:: TASK REQUIREMENTS ::
Copy every line in the listing that contains "instance".

:: AVAILABLE RECORDS ::
--*--

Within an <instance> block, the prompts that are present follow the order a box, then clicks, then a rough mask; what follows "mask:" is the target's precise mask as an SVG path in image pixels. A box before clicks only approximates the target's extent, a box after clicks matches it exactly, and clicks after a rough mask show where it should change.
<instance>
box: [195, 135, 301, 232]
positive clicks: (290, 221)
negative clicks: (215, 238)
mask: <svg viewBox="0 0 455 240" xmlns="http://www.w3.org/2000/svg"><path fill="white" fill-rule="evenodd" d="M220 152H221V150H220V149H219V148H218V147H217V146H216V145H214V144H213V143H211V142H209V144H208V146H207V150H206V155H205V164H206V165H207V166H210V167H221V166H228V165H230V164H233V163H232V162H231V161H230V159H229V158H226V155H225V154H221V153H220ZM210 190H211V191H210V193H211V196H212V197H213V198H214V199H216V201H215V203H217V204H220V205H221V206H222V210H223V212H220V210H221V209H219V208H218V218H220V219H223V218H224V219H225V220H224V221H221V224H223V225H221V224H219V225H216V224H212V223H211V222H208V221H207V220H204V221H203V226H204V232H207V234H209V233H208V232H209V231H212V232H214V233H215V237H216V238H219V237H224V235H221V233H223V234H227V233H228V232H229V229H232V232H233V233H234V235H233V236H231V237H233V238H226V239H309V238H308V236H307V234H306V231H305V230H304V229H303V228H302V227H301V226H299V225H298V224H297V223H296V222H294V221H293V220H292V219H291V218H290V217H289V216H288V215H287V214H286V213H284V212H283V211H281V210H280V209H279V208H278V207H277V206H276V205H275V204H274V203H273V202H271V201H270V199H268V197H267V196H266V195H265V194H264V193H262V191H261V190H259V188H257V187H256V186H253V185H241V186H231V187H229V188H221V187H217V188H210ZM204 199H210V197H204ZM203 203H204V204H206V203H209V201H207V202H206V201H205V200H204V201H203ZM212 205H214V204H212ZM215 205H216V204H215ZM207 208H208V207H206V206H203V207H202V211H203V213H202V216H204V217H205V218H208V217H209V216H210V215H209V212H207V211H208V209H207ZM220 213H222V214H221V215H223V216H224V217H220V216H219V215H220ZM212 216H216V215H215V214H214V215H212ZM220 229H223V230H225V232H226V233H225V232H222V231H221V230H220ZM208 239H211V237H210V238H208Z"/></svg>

--*--

:: WORKED SOLUTION ::
Within an <instance> block, the prompts that are present follow the order a box, then clicks, then a rough mask; what follows "mask:" is the target's precise mask as an SVG path in image pixels. A box before clicks only approximates the target's extent, a box after clicks matches it exactly, and clicks after a rough mask show where it should change.
<instance>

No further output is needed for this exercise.